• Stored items
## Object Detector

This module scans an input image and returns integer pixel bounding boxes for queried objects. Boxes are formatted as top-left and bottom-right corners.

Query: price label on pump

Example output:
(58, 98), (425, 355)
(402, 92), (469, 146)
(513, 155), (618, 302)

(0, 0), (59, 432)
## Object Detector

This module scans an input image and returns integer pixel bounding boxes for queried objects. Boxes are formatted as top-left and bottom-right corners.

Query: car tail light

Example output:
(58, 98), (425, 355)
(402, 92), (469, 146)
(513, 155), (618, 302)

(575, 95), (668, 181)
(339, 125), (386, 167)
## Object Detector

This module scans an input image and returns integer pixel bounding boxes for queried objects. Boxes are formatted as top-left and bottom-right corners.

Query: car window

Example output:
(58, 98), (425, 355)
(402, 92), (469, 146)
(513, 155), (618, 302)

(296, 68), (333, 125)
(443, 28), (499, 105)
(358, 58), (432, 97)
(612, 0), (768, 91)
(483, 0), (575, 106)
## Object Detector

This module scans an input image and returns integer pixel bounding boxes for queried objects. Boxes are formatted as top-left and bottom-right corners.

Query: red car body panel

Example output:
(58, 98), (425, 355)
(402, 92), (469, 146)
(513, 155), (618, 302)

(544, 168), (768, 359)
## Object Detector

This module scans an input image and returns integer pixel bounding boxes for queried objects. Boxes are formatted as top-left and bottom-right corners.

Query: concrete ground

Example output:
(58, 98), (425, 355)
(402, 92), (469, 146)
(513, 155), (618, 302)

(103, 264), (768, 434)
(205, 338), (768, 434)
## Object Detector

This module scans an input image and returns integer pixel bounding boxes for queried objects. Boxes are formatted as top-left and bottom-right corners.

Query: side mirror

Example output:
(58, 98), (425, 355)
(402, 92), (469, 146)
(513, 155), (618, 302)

• Problem requirements
Render every line of the records above as a JSON list of strings, one string per line, omitting blank lines.

• Correct output
[
  "## Object Detector",
  "This module scans an input image and returns integer pixel bounding boxes for queried objects. Boxes are formatted as top-left and bottom-right corners.",
  "Query: price label on pump",
  "Example output:",
  "(58, 98), (425, 355)",
  "(402, 92), (469, 146)",
  "(513, 155), (618, 302)",
  "(0, 0), (59, 432)",
  "## Object Detector",
  "This module scans an input image and returns integer pixel bounding boxes for queried objects. Boxes are formatted as top-left and bottom-right corners.",
  "Query: car tail light",
  "Example output:",
  "(58, 98), (425, 355)",
  "(402, 92), (469, 146)",
  "(513, 155), (618, 302)",
  "(575, 95), (668, 181)",
  "(339, 125), (386, 167)",
  "## Object Detector",
  "This module scans an input image and returns integer pixel bounding boxes for queried objects. Boxes are formatted as top-left and bottom-right corners.",
  "Query: car window",
  "Example output:",
  "(58, 98), (425, 355)",
  "(402, 92), (469, 146)",
  "(513, 155), (618, 302)",
  "(296, 68), (333, 125)",
  "(443, 28), (499, 105)",
  "(358, 58), (432, 97)",
  "(612, 0), (768, 91)",
  "(483, 0), (575, 106)",
  "## Object Detector",
  "This module scans an input image and returns integer pixel bounding boxes for queried objects. Boxes are formatted as top-left and bottom-right corners.",
  "Query: red car body panel",
  "Example output:",
  "(58, 98), (425, 355)",
  "(402, 92), (469, 146)",
  "(513, 155), (618, 302)",
  "(544, 168), (768, 359)",
  "## Object Detector",
  "This module scans an input image and returns integer pixel bounding boxes for queried objects. Boxes are formatted as top-left and bottom-right corners.",
  "Query: concrete ground",
  "Example output:",
  "(58, 98), (425, 355)",
  "(402, 92), (469, 146)",
  "(513, 155), (618, 302)",
  "(103, 264), (768, 434)",
  "(205, 338), (768, 434)",
  "## Object Detector",
  "This module scans an input image and returns integer pixel bounding boxes for queried objects. Boxes are formatted as top-left and bottom-right corners.",
  "Query: side mirror",
  "Example output:",
  "(58, 98), (425, 355)",
  "(402, 92), (469, 146)",
  "(513, 155), (618, 302)"
]